Stored data |
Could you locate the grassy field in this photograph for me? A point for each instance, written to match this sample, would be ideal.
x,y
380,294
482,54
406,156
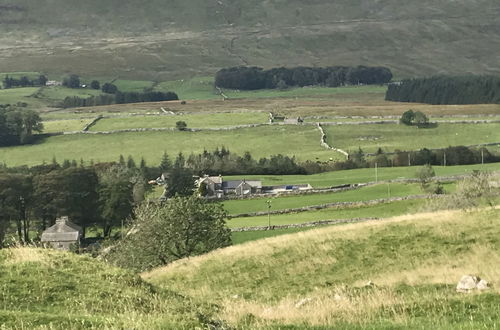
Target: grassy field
x,y
296,201
374,211
392,136
190,38
14,95
316,279
362,175
65,125
265,141
193,121
46,289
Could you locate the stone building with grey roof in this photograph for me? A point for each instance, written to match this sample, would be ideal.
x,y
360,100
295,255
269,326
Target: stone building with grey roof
x,y
62,234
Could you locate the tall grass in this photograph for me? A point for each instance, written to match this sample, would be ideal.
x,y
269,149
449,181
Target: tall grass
x,y
319,277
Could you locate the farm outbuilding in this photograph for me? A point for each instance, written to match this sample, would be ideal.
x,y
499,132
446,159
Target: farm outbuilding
x,y
62,234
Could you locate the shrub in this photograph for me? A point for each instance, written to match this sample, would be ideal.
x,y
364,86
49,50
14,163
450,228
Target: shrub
x,y
178,228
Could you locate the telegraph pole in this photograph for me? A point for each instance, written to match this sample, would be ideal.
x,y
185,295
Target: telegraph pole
x,y
268,213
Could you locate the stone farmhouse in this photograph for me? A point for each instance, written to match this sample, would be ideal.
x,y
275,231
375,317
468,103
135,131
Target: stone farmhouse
x,y
217,187
62,234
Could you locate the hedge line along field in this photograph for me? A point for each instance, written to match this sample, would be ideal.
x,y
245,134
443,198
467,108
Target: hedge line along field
x,y
383,210
302,142
296,201
318,278
49,289
214,120
390,137
65,125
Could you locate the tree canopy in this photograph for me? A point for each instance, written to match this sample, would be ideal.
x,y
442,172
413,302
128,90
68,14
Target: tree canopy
x,y
178,228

EXERCISE DETAILS |
Only the pictures are to be left out, and all of the data must otherwise be transcribed exactly.

ANSWER AREA |
Could you locate the grassy field in this photograph for me? A point for each instance, written to match this sample, would be ideal.
x,y
380,294
482,54
406,156
Target: grassy field
x,y
296,201
374,211
392,136
190,38
14,95
316,279
362,175
65,125
265,141
193,121
46,289
Could you locate the stone building with grey roof in this photograph for me? A point for each instance, written to match this sample, would be ideal.
x,y
360,100
295,255
269,326
Target: stone building with grey roof
x,y
62,234
Could you locate the tall grass in this photograph for me? A point for each instance, written to match this sample, would be ideal.
x,y
269,149
449,181
Target: tall grass
x,y
319,277
Could you locate the farm outbuilding in this photograph for me? A point for each instance, written to match this sample, would be ideal.
x,y
499,132
446,159
Target: farm outbuilding
x,y
62,234
Could you locate the shrub in this photograph for me? A point for each instance, written to match this sample, would be ideal.
x,y
364,86
49,50
14,163
450,228
Target: shrub
x,y
178,228
Could you locate the telegraph pole in this photograph for me? A point for each instance, written to match this sample, would be ideal.
x,y
185,295
Target: telegraph pole
x,y
268,213
Could you locate the stone farmhouse in this photograph for me? A point for each instance, written to match this sample, would be ideal.
x,y
275,231
375,317
468,103
135,131
Target: stone farmhouse
x,y
217,187
62,234
Could you locate the hedge line along field in this photograph for me? A point for each instance, written to match this sample, would be ideal.
x,y
245,134
443,198
467,108
Target: hedge line along field
x,y
383,210
302,142
296,201
318,278
49,289
214,120
390,137
65,125
Could you locate the tree canopy in this photograph for me? A point for each instance, written to match this sample, would be ideal.
x,y
442,172
413,302
128,90
68,14
Target: tree canopy
x,y
178,228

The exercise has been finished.